======== GIVEN INFORMATION

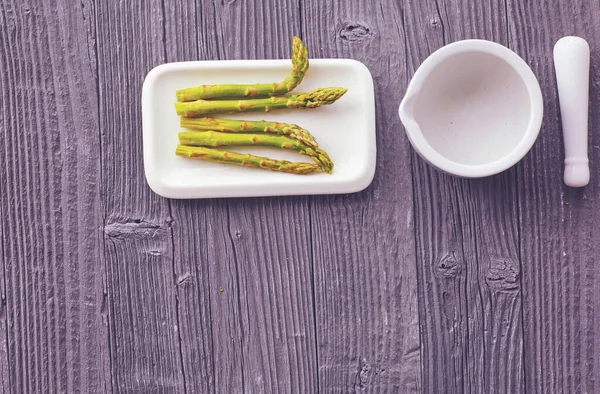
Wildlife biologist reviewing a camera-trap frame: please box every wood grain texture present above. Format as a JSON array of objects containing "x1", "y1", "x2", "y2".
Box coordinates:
[
  {"x1": 404, "y1": 0, "x2": 524, "y2": 393},
  {"x1": 0, "y1": 1, "x2": 110, "y2": 392},
  {"x1": 302, "y1": 1, "x2": 420, "y2": 392},
  {"x1": 509, "y1": 1, "x2": 600, "y2": 393},
  {"x1": 165, "y1": 1, "x2": 318, "y2": 393}
]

================

**DIRECTION:**
Please give all the lines above as a Markdown table with the columns "Row" and "Line," numbering each row and leaving out blank lines. Leave the pictures out of the answer.

**WRITTEN SOLUTION:**
| Row | Line |
|---|---|
| 1 | Wildlife biologist reviewing a camera-trap frame: please box every wood grain texture present above. Format as a JSON array of objects containing "x1", "y1", "x2", "y2". |
| 2 | Box coordinates: |
| 3 | [ |
| 4 |   {"x1": 404, "y1": 0, "x2": 524, "y2": 393}, |
| 5 |   {"x1": 0, "y1": 1, "x2": 110, "y2": 392}, |
| 6 |   {"x1": 302, "y1": 1, "x2": 420, "y2": 392}, |
| 7 |   {"x1": 509, "y1": 1, "x2": 600, "y2": 393}, |
| 8 |   {"x1": 165, "y1": 1, "x2": 318, "y2": 393} |
| 9 | ] |